■ Given request
Report each line in the rows below that contains the string "front", copying every such line in full. The match is case-sensitive.

■ Provided data

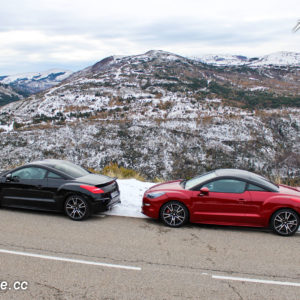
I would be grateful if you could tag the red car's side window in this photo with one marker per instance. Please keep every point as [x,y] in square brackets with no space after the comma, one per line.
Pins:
[226,186]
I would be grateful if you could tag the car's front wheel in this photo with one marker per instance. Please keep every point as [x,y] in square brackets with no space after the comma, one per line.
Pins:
[285,222]
[174,214]
[77,208]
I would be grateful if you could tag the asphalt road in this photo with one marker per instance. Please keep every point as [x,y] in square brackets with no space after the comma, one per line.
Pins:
[63,259]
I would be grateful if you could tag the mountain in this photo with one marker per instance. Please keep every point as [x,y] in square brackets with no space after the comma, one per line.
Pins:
[31,83]
[8,94]
[163,115]
[283,59]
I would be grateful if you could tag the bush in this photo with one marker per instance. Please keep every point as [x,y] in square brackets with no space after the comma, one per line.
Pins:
[113,170]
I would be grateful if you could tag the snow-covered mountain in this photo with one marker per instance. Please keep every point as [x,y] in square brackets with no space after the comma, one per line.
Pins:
[8,94]
[284,58]
[163,115]
[30,83]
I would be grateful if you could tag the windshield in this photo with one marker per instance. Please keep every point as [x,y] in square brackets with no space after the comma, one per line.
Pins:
[70,169]
[198,180]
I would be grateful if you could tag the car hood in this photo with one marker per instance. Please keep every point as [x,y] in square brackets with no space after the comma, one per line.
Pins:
[170,186]
[94,179]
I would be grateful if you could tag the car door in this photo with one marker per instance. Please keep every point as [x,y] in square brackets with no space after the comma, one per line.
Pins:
[54,181]
[225,203]
[27,187]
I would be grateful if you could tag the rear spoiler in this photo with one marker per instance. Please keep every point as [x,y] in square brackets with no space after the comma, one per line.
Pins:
[295,188]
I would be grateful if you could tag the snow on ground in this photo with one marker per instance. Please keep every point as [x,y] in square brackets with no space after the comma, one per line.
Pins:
[131,191]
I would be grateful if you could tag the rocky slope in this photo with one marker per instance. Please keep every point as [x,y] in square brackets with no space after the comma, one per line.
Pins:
[163,115]
[31,83]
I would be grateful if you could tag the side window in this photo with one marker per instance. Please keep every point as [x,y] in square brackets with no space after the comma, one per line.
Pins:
[30,173]
[53,175]
[226,186]
[252,187]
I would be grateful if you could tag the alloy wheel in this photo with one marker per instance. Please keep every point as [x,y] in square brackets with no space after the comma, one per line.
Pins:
[285,222]
[76,208]
[174,214]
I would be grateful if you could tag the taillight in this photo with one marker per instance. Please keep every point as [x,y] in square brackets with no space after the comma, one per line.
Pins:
[92,189]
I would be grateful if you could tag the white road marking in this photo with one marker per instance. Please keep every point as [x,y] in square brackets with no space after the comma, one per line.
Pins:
[286,283]
[78,261]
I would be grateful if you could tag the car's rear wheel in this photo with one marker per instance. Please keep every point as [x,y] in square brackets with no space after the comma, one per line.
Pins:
[174,214]
[285,222]
[77,208]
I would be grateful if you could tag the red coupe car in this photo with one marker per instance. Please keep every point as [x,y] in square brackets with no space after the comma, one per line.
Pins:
[225,197]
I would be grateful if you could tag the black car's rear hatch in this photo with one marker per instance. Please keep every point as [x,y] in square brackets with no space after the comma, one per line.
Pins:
[94,179]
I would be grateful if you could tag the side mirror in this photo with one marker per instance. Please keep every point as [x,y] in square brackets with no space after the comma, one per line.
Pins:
[8,178]
[204,191]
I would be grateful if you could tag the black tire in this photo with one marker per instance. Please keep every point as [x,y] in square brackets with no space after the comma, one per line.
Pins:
[285,222]
[174,214]
[77,208]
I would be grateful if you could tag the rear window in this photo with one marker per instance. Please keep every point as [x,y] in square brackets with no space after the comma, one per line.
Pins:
[70,169]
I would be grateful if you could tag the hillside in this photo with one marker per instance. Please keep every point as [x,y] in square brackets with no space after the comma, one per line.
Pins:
[8,94]
[164,115]
[30,83]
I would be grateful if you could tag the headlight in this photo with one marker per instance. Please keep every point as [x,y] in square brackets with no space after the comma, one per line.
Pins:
[155,195]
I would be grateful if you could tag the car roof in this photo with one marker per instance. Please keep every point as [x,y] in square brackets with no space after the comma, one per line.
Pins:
[46,162]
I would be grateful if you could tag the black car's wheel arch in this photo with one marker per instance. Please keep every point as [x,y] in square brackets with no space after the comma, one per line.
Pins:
[85,198]
[282,209]
[67,195]
[175,201]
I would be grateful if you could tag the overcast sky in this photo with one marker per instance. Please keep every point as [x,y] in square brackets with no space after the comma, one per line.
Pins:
[36,35]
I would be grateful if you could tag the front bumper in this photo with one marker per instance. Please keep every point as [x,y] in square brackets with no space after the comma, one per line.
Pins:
[150,208]
[105,204]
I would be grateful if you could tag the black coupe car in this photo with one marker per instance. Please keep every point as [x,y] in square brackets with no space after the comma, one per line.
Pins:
[58,185]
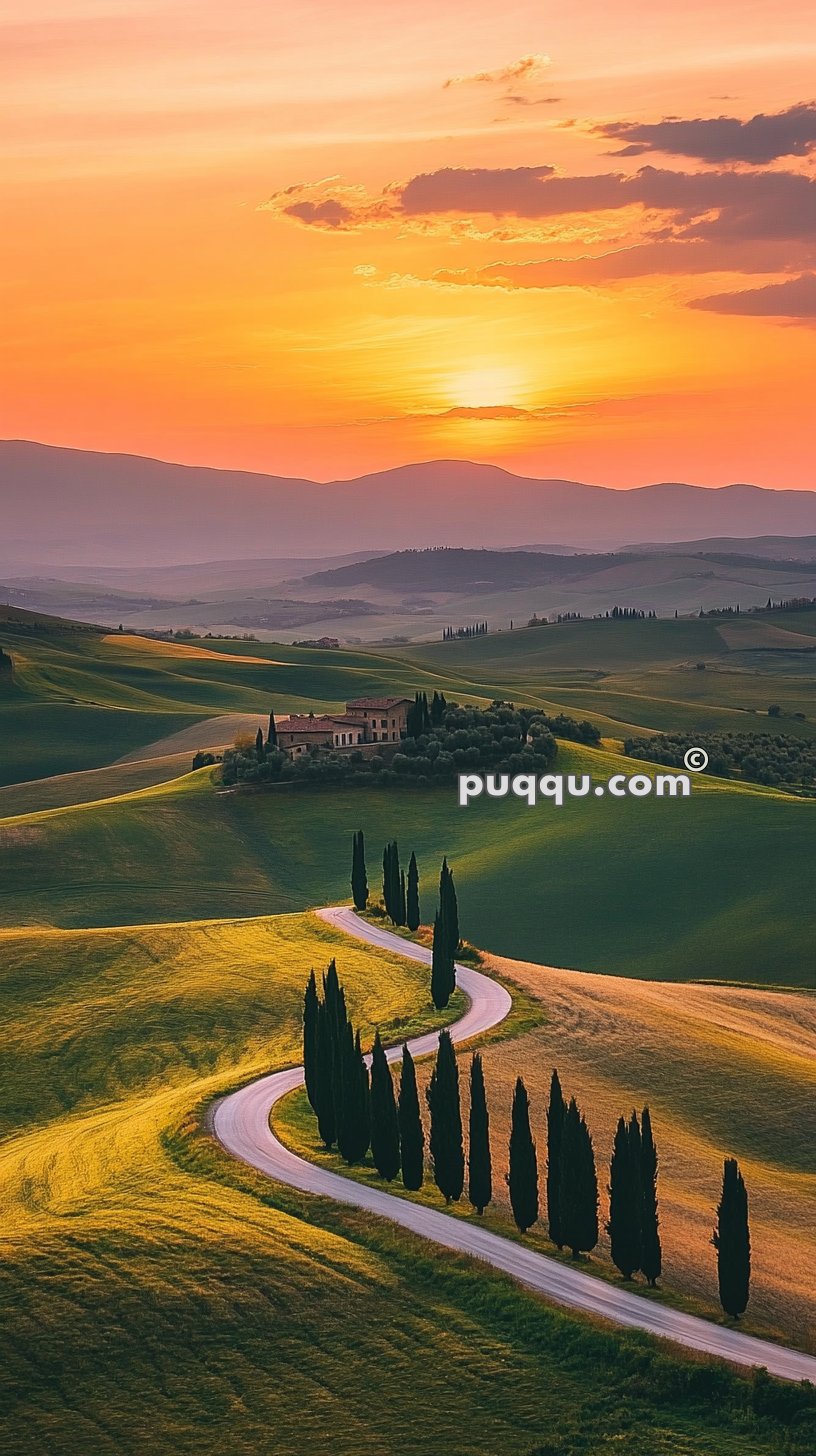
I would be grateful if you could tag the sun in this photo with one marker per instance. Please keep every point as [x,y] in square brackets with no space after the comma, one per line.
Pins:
[484,386]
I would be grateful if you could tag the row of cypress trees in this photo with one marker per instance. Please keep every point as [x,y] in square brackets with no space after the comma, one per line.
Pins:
[357,1111]
[335,1072]
[401,893]
[633,1225]
[401,899]
[445,939]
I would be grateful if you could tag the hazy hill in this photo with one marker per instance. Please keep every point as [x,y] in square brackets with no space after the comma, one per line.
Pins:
[75,505]
[770,548]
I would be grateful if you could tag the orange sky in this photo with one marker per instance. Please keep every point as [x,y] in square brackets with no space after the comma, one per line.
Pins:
[293,238]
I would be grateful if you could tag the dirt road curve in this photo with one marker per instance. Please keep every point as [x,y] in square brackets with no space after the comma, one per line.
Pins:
[241,1123]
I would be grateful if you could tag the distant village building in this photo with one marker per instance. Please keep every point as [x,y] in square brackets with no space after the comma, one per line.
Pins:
[366,721]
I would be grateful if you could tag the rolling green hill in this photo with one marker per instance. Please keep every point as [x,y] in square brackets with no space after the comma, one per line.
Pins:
[158,1296]
[710,887]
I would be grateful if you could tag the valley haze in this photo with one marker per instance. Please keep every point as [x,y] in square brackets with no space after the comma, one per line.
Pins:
[64,507]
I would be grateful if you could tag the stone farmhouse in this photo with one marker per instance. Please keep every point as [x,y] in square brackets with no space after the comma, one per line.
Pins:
[366,721]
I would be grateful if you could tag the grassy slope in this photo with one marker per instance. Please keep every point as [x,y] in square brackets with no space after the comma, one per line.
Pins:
[64,789]
[618,1043]
[641,676]
[156,1296]
[710,887]
[80,699]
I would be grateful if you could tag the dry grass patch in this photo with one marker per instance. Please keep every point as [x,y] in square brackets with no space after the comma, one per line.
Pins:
[724,1070]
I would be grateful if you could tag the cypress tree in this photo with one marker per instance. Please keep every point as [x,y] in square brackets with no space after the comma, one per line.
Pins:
[413,896]
[311,1008]
[359,877]
[437,708]
[449,907]
[652,1260]
[411,1136]
[732,1241]
[555,1116]
[579,1185]
[392,884]
[334,996]
[385,1130]
[522,1180]
[448,1155]
[395,881]
[353,1134]
[325,1076]
[443,973]
[625,1199]
[480,1171]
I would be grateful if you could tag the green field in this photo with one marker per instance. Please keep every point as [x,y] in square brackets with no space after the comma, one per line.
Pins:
[159,1298]
[82,699]
[708,887]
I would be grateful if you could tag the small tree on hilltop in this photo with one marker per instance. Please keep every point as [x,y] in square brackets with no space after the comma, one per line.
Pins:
[732,1241]
[359,877]
[625,1200]
[480,1171]
[579,1185]
[448,1153]
[385,1129]
[413,896]
[652,1257]
[555,1116]
[411,1136]
[522,1178]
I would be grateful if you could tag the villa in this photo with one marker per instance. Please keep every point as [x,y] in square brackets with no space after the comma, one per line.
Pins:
[365,722]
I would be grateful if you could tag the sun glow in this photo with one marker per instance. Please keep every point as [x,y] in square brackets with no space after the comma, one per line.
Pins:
[480,388]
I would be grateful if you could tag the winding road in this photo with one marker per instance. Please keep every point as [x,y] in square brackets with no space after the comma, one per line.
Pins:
[241,1121]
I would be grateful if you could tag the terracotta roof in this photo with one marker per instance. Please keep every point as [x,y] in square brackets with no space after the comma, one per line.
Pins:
[376,702]
[305,724]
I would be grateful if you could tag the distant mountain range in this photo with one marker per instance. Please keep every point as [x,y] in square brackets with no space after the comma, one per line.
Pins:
[79,507]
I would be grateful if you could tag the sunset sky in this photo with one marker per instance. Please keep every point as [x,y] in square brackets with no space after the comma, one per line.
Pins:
[322,239]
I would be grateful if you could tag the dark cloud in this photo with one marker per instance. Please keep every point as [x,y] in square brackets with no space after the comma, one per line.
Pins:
[720,139]
[665,256]
[794,299]
[714,206]
[325,213]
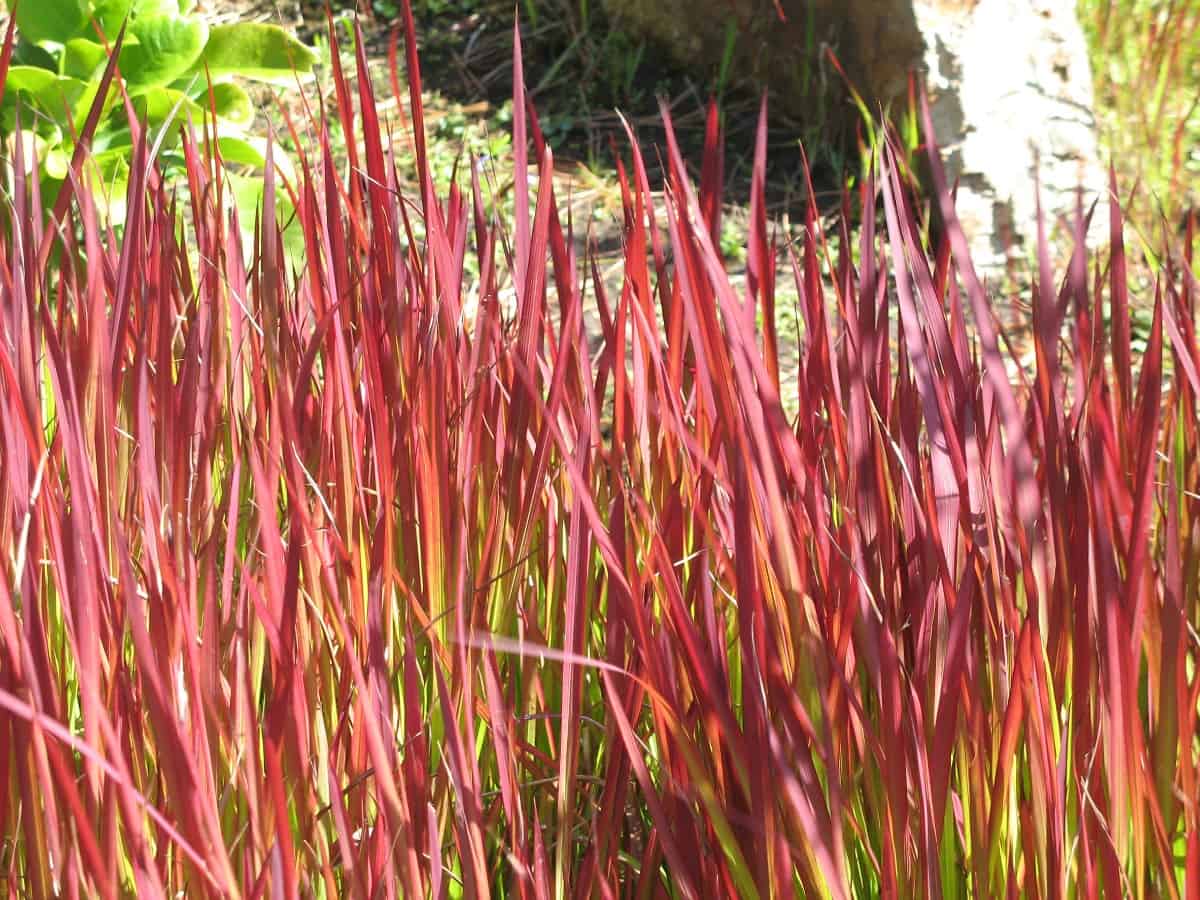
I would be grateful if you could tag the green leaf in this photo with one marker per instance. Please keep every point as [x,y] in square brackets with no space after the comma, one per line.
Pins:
[51,93]
[112,13]
[83,58]
[51,19]
[252,151]
[162,105]
[257,51]
[30,54]
[165,48]
[247,195]
[232,102]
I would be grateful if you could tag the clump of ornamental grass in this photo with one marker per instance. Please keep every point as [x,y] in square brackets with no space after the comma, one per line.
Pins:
[318,586]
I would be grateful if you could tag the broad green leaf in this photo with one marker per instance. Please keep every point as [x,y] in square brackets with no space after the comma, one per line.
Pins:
[257,51]
[51,19]
[33,147]
[160,105]
[83,58]
[163,51]
[30,54]
[247,195]
[53,94]
[232,102]
[112,13]
[246,150]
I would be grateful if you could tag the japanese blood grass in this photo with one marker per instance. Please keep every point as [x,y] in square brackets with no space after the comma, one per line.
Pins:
[315,587]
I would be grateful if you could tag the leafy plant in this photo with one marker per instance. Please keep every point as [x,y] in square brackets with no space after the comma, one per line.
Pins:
[336,587]
[174,67]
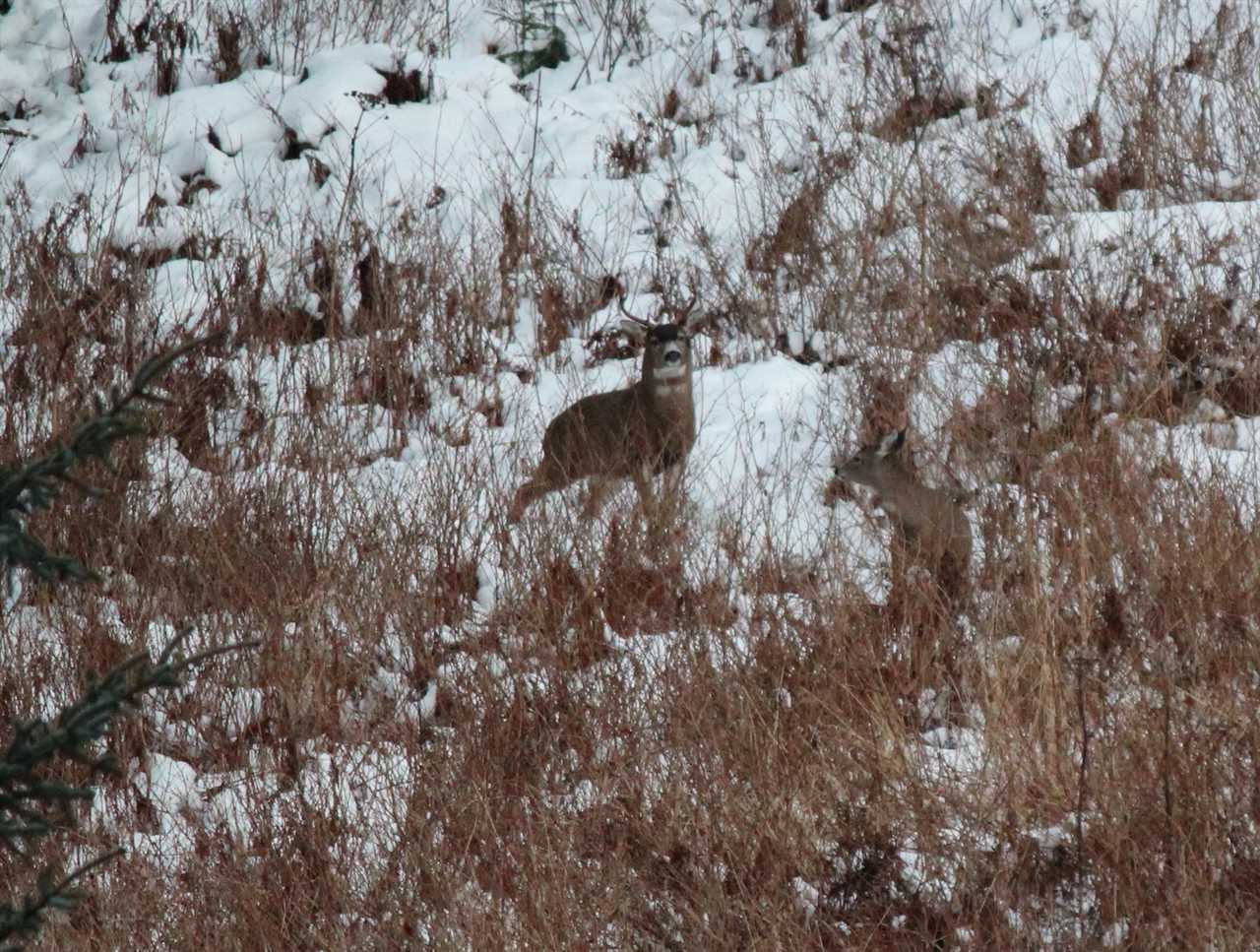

■ Exercise answer
I would be grateful if you could tag the car's front wheel in this photo with one marker per instance. Please keep every point as [x,y] in square brackets with no space after the comma, one per line.
I would be grateful if you could tag the front bumper in this photo with one marker per instance. Please keep every point as [x,y] in square brackets with no space after the comma, one per line.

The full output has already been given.